Cover art for the two editions Copyright Luke Gearing & Andrew Walter

Fever Swamp by Luke Gearing is an ENNIE award winning OSR adventure based around a hex crawl in the titular swamp. First published in 2017 it received a second edition in 2024.

Let’s take a look at what’s changed.

All art in this post is from Fever Swamp, and is copyright Luke Gearing & Andrew Walter.

New art

Scumboggles Scumboggles slink through the waters. The only thing they love more than manflesh is cheese.

There are 27 new pieces of artwork, most in vibrant colour using a greeny-yellow palette. These add a lot: nearly every monster gets a full page colour illustration, but there are also quick portraits of important NPCs in the village of Clink, as well as a few pieces depicting some adventurers exploring the swamp. Nice!

The House of Banish

There is a new dungeon: the House of Banish. I like the flavour – a decaying manor house, unsuited to the clime, now rotting into the swamp, a metaphor for the owners: depraved rich colonialist types who destroyed themselves with dark magic.

“The swamp has invaded the interior of this home and tarnished the generational wealth ported here at such great expense. Paintings swell in their frames, and books return to the earth.”

The dungeon ties into the wider swamp in some neat ways: a magic item that makes you invisible to one of the swamp monsters; a quest hook that sends you after the Ur-corpse. However, it would need some work to run: The house itself has no map, only the caves beneath, and those are a vertical affair rendered from the side; the practicalities of traversing these steep tunnels are left vague.

Swamp witches

The swamp-witches have gone from generic wandering monsters to six distinct witches bursting with delicious and gruesome flavour.

“The Toad-Mother did not flee here – she chose her mantle and her batrachian kin. Her body swells with toad-spawn, and gobs of it escape her mouth when she speaks. Her approach is preceded by the cessation of croaking – none of her family dare speak in her presence.”

They each have brilliant snippets of backstory and motivation. However, I feel like we are missing some kind of grim portents or table of random faction moves. That would really help the GM to make the witches shine.

The People

The People, those native to the swamp, are improved in 2E. A misgiving I had with the original was the use of rascist stereotypes for the locals. As far as I can tell (as a white British man) this is better handled in the new edition, and it goes hand-in-hand with better content for a game.

Shamanic summoning Shamanic summoning

The previous “tribe” table presented traits that played into stereotypes of uncontacted people (e.g. pygmies, cannibals) and didn’t give any insight into their internal lives – they were inscrutable and monstrous. Here’s one entry from the 1E table: “All bear open wounds, deliberately inflicted and left to fester in the swamp’s humid air”. The swamp itself was described thus: “no one in their right mind would ever visit”.

Now, the swamp is instead “inhospitable to those not born beneath the spirit-heavy canopies”. The six new “houses” organizing the People’s society are more humanising and better for gaming. They provide motivations, needs and wants. They’re still deeply weird; the difference is that the weirdness is compatible with them being real people that the PCs can gain some understanding of.

Here are snippets from three of the Houses:

“Clad in wood-fibre cloaks, the Tree-Wearing House can petition spirits for easy passage through the swamp…”

“They are happy to trade with outsiders for weapons, and many have steel weapons. Their warriors covet the guns of Nilfenberg.”

“They have seen the horror of Nilfenbergian interest, and the disturbances to their homes. They paint themselves white in recognition of their coming death… Eventually they will burn Clink.”

> Dataset excerpt
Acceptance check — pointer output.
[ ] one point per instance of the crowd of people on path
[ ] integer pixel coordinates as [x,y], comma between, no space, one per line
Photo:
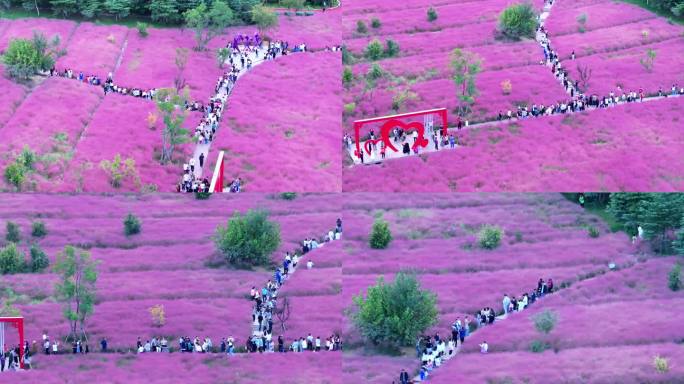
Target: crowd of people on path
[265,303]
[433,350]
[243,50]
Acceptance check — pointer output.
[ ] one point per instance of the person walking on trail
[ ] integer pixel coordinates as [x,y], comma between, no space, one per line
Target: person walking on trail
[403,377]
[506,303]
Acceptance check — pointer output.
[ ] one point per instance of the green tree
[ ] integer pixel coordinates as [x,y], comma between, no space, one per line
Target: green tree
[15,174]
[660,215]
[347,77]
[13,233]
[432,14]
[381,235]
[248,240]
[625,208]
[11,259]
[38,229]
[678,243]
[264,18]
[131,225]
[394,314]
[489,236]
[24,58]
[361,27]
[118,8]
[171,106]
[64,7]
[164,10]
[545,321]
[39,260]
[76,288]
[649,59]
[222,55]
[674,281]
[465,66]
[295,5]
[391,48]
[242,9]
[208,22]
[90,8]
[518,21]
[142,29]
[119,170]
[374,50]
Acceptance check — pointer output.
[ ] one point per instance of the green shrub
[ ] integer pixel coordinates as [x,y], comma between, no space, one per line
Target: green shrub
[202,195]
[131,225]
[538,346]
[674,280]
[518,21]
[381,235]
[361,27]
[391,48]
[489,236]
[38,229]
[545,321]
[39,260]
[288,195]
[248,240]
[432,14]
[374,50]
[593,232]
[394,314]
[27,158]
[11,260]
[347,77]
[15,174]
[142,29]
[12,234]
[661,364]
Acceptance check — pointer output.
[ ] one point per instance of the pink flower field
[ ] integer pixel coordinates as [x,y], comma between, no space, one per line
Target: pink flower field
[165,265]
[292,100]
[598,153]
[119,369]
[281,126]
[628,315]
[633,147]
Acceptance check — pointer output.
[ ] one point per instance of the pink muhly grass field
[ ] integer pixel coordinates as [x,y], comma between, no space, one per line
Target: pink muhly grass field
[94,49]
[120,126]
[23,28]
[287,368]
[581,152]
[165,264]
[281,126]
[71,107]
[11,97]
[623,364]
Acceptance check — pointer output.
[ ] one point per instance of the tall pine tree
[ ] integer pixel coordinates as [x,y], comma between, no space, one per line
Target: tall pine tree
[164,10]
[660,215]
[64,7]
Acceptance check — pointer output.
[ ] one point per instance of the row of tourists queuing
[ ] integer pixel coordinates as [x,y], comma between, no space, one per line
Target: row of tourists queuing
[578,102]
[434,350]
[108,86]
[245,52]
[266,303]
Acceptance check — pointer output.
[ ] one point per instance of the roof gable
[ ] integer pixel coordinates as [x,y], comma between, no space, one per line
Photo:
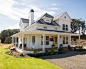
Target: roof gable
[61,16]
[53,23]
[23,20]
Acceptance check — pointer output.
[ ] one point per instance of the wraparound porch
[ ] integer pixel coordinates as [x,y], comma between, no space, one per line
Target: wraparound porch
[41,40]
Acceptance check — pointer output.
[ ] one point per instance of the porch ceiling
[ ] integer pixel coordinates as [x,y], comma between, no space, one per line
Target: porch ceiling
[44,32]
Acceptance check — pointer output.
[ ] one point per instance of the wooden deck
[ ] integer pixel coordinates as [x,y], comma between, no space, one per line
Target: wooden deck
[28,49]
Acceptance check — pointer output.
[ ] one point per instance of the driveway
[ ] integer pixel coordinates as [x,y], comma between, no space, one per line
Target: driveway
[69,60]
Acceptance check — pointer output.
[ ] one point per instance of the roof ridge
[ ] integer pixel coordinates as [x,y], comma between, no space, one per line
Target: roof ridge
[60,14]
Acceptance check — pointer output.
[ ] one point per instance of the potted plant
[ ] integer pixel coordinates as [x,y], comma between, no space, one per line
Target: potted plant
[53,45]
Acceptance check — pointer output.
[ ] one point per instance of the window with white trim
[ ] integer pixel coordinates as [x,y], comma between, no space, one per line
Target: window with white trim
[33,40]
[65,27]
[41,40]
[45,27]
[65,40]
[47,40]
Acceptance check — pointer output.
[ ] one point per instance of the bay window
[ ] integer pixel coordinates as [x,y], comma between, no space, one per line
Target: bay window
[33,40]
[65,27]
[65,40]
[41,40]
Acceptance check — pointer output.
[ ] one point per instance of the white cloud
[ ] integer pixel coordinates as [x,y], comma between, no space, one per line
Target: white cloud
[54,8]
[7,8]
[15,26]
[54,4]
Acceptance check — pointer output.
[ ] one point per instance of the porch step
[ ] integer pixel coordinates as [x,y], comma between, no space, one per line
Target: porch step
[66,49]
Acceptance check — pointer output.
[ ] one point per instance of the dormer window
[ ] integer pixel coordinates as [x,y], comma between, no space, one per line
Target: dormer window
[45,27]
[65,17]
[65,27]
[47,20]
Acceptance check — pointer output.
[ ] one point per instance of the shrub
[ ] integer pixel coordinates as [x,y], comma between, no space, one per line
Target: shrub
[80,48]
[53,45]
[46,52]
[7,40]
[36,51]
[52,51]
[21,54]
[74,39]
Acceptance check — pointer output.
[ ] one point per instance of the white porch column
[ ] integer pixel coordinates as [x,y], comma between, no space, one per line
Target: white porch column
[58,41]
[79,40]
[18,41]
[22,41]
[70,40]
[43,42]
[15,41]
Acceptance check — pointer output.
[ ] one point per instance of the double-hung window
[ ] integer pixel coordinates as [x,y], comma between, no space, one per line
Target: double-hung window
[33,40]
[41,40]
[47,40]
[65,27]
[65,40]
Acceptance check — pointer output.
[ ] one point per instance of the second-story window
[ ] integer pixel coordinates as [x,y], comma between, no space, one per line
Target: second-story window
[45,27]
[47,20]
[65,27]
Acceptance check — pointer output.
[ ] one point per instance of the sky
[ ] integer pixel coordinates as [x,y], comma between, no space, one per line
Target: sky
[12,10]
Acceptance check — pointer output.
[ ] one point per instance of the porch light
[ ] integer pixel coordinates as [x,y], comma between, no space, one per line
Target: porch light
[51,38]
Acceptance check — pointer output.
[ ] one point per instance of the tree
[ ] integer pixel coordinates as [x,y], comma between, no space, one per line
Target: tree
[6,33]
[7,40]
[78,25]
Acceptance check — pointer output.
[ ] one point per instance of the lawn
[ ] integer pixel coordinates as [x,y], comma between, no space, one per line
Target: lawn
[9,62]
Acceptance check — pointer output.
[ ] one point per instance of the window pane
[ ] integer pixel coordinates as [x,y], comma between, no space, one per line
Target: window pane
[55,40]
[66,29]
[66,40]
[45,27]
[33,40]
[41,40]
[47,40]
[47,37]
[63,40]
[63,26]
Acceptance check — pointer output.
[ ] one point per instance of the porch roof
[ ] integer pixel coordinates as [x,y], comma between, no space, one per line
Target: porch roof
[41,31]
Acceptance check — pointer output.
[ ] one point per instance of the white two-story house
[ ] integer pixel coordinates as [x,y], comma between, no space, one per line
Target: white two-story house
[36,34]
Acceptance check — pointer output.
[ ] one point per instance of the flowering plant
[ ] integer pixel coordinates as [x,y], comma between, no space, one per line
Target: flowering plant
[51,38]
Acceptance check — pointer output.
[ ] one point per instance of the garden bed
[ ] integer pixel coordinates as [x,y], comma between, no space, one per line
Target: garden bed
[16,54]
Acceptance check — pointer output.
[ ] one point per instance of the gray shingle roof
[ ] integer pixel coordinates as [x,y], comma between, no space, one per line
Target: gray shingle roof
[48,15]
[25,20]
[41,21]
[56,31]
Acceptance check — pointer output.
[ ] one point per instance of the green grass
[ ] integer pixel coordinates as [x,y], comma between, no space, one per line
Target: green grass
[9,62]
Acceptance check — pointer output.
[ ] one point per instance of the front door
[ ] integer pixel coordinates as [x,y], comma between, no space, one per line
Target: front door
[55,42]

--

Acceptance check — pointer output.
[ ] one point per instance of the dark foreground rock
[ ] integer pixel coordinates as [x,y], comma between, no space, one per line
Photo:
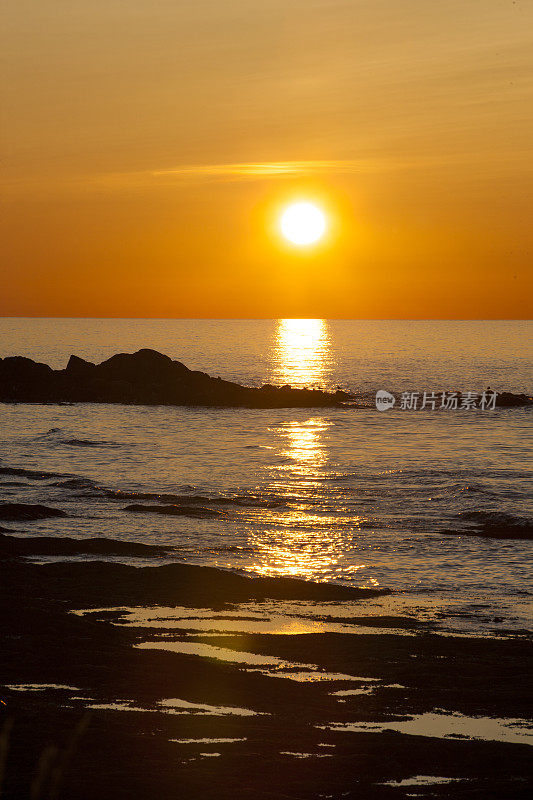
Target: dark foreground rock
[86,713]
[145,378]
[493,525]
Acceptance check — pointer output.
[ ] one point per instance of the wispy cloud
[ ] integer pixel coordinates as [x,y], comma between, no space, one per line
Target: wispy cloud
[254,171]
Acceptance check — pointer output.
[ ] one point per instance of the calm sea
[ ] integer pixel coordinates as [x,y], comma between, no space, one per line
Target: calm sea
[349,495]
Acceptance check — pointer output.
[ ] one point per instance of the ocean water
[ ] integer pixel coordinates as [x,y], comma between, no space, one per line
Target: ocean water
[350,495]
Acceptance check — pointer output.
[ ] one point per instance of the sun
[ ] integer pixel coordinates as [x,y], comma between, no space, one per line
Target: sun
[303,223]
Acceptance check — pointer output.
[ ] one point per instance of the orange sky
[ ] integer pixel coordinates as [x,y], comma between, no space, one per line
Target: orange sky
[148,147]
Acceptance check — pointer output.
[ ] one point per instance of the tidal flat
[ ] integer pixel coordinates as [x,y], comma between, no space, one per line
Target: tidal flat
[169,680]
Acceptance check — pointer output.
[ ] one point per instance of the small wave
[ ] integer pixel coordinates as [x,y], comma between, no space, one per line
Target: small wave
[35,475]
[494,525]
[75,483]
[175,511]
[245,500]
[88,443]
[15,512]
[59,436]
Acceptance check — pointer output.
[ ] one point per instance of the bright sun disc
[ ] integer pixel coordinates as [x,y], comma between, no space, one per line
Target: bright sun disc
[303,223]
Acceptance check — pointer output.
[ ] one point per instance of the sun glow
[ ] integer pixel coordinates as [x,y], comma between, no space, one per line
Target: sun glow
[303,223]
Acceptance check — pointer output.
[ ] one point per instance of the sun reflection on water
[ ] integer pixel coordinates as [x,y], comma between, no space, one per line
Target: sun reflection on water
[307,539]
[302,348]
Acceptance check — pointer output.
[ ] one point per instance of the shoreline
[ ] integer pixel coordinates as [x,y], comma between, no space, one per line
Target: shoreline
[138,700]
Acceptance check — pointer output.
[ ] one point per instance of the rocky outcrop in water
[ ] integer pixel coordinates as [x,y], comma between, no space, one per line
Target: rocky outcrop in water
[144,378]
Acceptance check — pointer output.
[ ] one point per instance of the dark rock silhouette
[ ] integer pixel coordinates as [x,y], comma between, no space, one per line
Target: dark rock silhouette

==

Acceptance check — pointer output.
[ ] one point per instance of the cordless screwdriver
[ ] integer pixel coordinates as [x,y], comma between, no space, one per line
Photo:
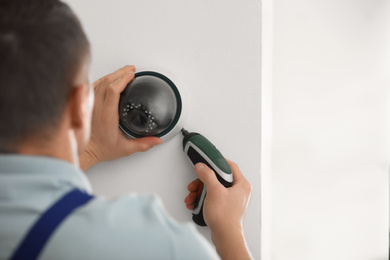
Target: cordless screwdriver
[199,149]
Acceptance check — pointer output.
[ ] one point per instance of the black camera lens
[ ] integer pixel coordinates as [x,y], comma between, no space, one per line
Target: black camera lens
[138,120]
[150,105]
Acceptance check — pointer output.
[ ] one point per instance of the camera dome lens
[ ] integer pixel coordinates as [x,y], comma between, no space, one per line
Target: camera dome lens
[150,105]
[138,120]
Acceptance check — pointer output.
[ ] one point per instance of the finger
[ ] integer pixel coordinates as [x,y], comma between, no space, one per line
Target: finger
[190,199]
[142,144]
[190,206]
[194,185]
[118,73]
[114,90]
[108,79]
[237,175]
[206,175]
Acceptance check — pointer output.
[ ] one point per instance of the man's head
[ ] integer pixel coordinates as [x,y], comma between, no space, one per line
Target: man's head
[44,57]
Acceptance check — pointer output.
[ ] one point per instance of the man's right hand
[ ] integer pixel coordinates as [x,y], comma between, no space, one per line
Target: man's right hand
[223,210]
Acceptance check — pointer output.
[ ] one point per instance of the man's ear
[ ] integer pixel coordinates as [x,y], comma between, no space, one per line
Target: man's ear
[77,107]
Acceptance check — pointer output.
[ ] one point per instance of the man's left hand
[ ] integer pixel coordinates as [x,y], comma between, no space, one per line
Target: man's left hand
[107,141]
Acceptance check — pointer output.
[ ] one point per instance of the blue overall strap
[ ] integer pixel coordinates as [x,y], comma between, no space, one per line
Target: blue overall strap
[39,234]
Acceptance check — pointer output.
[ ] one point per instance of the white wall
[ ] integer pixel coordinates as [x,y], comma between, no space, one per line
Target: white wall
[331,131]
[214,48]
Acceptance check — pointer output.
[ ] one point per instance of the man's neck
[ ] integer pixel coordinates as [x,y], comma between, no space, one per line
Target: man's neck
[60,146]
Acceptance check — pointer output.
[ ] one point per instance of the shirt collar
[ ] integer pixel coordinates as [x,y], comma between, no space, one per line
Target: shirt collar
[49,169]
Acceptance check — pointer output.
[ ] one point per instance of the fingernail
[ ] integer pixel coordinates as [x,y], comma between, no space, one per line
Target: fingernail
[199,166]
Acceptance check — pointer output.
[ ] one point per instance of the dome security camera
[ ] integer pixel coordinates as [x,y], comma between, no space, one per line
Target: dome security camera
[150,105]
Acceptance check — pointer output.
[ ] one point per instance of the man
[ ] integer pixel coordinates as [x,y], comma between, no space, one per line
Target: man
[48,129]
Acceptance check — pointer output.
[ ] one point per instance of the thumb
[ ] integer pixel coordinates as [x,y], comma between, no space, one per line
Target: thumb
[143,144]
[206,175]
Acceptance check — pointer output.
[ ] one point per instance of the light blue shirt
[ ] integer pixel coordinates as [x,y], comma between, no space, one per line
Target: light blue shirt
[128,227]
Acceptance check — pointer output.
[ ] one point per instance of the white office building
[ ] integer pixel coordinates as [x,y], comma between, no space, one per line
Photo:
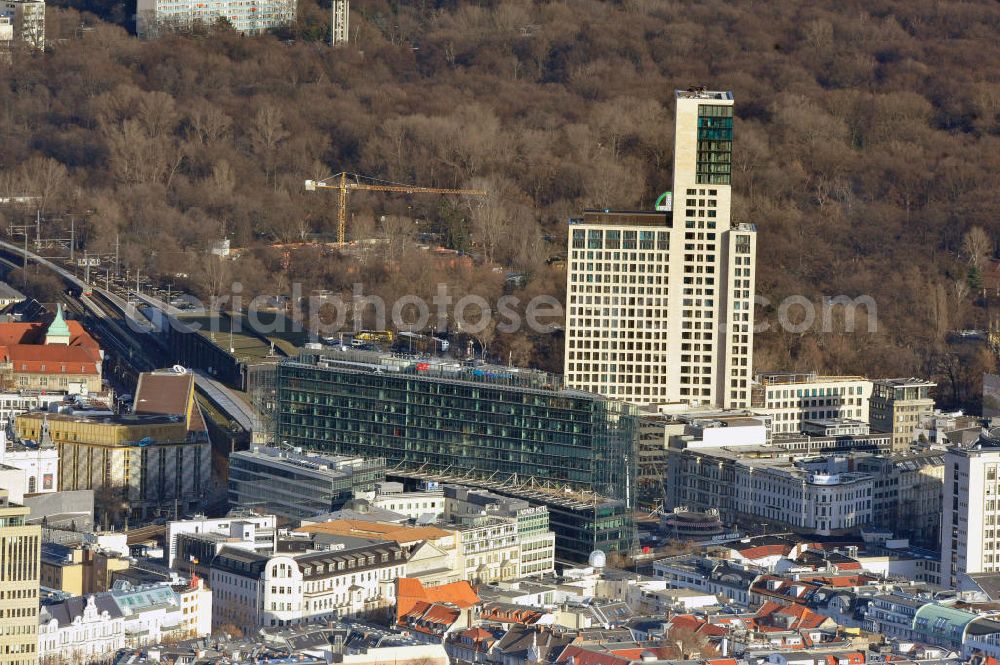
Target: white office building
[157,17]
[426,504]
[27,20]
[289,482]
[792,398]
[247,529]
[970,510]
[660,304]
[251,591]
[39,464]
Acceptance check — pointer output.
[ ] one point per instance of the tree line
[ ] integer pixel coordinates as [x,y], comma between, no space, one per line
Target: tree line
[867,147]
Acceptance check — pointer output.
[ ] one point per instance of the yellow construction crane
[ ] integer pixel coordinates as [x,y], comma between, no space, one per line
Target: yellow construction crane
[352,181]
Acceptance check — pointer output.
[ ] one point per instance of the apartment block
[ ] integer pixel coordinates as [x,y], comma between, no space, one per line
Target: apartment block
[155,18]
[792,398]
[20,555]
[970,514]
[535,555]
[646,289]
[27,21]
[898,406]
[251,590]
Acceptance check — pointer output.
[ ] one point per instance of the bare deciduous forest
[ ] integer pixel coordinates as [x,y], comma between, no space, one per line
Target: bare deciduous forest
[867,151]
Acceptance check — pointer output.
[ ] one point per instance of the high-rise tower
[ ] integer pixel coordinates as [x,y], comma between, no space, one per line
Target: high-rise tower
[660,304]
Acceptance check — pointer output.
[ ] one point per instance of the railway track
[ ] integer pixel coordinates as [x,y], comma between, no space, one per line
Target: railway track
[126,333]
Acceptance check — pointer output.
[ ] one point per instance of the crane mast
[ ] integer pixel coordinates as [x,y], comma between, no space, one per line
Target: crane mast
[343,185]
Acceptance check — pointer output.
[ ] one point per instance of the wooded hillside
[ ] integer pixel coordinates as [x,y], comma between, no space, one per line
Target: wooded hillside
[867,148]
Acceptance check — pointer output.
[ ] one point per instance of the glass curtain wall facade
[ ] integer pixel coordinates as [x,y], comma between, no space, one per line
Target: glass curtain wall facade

> WHAT NEEDS TO BE DONE
Answer these questions about the Fever Swamp review:
1. How many new pieces of artwork does the second edition add?
2. What is the new dungeon called?
3. How many distinct swamp witches does the second edition have?

> TASK OUTPUT
1. 27
2. The House of Banish
3. Six